What is required.
Your answer needs to include each line of the records in which the string "target" can be found.

Exercise data.
++++++++++

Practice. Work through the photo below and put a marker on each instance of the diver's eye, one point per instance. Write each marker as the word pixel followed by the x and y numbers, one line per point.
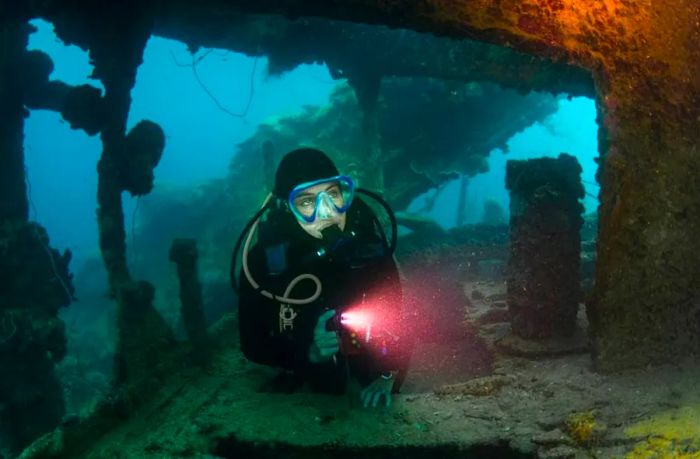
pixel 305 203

++++++++++

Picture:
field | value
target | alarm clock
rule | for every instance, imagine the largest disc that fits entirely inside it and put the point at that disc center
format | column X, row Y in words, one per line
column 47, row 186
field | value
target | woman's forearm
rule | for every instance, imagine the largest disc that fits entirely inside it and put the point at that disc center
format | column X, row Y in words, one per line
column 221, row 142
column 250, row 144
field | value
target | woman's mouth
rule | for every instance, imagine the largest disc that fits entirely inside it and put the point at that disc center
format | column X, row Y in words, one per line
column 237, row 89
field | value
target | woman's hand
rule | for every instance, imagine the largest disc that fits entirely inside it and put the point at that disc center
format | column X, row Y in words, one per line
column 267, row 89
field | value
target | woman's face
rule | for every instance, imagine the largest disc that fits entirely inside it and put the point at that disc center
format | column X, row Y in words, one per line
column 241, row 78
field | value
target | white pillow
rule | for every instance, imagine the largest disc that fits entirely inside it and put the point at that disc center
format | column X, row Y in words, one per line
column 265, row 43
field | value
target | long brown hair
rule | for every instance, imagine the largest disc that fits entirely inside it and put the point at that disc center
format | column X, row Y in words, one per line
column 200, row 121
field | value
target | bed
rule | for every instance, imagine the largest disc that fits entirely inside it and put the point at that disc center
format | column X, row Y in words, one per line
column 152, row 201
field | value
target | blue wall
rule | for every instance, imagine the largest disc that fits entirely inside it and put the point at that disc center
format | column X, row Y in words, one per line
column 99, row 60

++++++++++

Output.
target | alarm clock
target | woman's forearm
target | woman's mouth
target | woman's hand
target | woman's face
target | white pillow
target | long brown hair
target | bed
target | blue wall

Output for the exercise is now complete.